* begin DATASET ENTRIES *

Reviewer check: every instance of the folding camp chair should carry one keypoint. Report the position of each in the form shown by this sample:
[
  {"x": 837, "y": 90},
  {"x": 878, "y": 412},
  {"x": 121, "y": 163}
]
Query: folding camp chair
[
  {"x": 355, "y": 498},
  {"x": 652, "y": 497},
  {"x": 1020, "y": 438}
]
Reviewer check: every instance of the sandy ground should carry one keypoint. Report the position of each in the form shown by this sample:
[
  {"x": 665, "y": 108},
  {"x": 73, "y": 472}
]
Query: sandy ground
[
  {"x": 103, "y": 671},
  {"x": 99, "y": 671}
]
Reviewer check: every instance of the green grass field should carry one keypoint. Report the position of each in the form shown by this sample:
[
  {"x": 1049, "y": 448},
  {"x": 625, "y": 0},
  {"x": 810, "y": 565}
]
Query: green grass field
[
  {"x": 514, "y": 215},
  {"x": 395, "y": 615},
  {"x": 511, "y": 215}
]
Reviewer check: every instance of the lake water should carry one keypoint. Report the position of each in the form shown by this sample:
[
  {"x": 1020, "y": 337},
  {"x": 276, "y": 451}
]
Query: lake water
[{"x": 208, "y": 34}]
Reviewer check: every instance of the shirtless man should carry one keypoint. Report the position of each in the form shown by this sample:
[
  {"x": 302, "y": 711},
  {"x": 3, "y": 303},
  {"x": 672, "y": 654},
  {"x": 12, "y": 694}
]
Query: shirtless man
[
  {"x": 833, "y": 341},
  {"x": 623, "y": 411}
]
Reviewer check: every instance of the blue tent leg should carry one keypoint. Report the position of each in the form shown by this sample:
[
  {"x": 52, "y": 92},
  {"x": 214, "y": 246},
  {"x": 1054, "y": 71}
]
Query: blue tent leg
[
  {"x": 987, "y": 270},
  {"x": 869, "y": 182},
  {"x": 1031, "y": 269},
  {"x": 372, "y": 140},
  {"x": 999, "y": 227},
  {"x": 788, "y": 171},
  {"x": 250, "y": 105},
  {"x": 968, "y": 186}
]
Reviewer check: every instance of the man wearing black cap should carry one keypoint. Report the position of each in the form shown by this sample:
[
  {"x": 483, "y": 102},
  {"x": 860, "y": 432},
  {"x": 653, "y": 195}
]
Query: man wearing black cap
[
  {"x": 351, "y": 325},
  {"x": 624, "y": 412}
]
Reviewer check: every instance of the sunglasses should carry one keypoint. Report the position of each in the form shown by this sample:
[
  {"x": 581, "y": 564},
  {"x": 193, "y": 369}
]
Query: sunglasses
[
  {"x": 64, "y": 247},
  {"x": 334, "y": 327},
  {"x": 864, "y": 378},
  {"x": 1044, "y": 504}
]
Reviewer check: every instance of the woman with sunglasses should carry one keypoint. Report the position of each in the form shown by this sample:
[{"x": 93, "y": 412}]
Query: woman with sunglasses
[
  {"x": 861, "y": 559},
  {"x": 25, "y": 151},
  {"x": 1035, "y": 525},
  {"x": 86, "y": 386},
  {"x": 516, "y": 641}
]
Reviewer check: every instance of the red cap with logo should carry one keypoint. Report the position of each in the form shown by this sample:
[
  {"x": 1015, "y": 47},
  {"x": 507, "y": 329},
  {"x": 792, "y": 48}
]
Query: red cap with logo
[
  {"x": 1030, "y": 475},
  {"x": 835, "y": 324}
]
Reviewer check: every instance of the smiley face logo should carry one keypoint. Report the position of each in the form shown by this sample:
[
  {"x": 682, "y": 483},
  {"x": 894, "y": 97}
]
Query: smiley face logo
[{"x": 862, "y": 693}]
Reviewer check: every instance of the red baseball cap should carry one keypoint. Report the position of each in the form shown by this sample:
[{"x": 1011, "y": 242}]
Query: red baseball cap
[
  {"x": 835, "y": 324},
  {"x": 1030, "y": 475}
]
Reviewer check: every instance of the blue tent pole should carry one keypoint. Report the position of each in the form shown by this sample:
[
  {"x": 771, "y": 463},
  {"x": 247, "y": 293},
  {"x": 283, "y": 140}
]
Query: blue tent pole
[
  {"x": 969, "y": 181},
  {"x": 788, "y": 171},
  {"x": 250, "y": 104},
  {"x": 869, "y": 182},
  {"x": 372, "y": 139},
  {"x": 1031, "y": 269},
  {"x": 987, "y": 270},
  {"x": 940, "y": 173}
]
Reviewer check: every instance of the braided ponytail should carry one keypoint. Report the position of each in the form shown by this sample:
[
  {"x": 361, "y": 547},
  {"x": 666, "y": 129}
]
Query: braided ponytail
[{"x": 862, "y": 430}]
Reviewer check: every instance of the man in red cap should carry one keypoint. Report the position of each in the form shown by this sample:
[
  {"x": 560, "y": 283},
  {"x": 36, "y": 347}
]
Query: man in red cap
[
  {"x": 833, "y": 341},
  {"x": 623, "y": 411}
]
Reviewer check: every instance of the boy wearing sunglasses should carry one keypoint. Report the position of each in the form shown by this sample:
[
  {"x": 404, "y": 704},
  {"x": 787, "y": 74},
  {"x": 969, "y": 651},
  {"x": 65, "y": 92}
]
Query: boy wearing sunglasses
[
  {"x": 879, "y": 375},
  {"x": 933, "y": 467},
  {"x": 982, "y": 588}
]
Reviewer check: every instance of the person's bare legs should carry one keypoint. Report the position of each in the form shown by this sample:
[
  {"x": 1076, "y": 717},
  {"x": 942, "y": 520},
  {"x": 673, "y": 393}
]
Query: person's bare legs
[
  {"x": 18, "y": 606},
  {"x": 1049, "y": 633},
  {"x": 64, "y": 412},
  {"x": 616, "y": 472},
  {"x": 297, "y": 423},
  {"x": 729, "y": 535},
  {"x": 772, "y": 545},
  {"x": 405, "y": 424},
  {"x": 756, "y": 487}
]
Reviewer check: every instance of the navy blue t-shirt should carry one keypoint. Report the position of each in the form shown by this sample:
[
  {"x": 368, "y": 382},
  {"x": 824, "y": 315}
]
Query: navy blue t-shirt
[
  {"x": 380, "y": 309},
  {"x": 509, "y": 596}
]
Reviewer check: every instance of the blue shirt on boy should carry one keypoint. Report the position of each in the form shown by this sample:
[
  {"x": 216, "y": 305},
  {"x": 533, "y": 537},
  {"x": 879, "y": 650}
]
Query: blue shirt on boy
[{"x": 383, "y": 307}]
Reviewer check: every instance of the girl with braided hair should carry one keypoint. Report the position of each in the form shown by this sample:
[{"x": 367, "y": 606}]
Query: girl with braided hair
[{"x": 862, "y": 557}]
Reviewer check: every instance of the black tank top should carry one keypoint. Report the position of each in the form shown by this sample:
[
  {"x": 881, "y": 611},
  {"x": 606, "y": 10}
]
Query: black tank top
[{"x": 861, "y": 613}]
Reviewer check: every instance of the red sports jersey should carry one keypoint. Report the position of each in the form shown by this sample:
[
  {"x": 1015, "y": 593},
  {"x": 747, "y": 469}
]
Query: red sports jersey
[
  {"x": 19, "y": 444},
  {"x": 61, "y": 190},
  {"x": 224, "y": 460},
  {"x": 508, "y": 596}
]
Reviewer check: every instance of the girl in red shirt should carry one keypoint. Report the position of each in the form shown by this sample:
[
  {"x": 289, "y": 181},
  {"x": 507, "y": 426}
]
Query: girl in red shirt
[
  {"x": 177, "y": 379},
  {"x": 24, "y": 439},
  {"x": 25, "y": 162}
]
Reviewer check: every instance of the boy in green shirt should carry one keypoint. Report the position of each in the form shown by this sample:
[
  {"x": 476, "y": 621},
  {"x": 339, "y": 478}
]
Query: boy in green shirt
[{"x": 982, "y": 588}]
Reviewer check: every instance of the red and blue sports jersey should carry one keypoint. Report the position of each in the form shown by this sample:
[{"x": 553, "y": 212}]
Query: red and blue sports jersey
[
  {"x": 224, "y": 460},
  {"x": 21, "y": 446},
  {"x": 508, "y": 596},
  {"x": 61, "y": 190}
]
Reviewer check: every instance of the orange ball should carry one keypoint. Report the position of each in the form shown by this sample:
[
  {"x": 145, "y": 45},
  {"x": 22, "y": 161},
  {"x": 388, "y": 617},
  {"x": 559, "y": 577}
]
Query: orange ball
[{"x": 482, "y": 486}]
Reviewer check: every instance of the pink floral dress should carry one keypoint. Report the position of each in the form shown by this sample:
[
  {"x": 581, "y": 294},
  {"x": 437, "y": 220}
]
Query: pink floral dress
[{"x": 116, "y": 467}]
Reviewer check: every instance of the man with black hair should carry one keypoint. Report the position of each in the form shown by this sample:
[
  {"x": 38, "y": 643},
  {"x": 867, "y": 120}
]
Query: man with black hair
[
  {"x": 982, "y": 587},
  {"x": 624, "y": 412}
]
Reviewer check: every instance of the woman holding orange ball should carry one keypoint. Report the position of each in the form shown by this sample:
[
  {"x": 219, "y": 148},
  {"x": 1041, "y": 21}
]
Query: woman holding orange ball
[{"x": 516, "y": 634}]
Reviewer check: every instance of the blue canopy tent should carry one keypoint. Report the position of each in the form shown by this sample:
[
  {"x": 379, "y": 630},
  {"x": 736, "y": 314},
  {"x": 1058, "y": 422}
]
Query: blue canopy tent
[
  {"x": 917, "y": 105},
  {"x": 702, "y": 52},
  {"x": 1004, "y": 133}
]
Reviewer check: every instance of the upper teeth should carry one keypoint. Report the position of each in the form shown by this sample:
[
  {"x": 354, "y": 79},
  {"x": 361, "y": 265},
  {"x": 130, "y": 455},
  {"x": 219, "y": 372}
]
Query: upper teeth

* end DATASET ENTRIES *

Write the lines out verbatim, from the one with "Reviewer check: every instance of the boy in" through the last line of the entries, and stop there.

Reviewer check: every instance of the boy in green shirt should carry one keypoint. Report the position of each in the form shown by this sample:
[
  {"x": 476, "y": 621},
  {"x": 339, "y": 478}
]
Query: boy in green shirt
[{"x": 982, "y": 588}]
Reviewer check: every instance of the red and blue sports jersey should carry one keypoint. Report the position of each in the form shown by this sample:
[{"x": 553, "y": 212}]
Query: red and blue sports jersey
[
  {"x": 224, "y": 460},
  {"x": 21, "y": 446},
  {"x": 508, "y": 596},
  {"x": 61, "y": 190}
]
Reviewer check: every instance of the orange ball should carry one keypoint. Report the position of each in the form shown by this sample:
[
  {"x": 145, "y": 45},
  {"x": 22, "y": 161},
  {"x": 388, "y": 617},
  {"x": 559, "y": 577}
]
Query: orange ball
[{"x": 482, "y": 486}]
Reviewer check: every instance of the pink floral dress should carry one keypoint. Report the position of each in the form shown by this sample:
[
  {"x": 581, "y": 294},
  {"x": 437, "y": 220}
]
Query: pink floral dress
[{"x": 116, "y": 467}]
Reviewer check: every instance of the man with black hair should carry one keypoint. Report the position of each in the form shown by this sample:
[
  {"x": 38, "y": 643},
  {"x": 867, "y": 120}
]
Query: man with black hair
[
  {"x": 982, "y": 587},
  {"x": 624, "y": 412}
]
Reviewer check: every instance of the woman holding orange ball should carry one keypoint. Report the position of each in the form shown by this sample:
[
  {"x": 219, "y": 148},
  {"x": 1041, "y": 21}
]
Query: woman holding orange ball
[{"x": 516, "y": 634}]
Reviewer check: every instance of the blue canopy tent should carry one keypoint. Report the position of each in the form shown by this sample:
[
  {"x": 379, "y": 630},
  {"x": 736, "y": 314},
  {"x": 1058, "y": 422}
]
Query: blue canopy tent
[
  {"x": 917, "y": 105},
  {"x": 702, "y": 52},
  {"x": 1004, "y": 133}
]
Reviewer check: every instance of the upper teeth should carry one keypoint. Report the position of each in the form shown by this sample:
[
  {"x": 354, "y": 79},
  {"x": 361, "y": 265},
  {"x": 130, "y": 455},
  {"x": 219, "y": 372}
]
Query: upper teeth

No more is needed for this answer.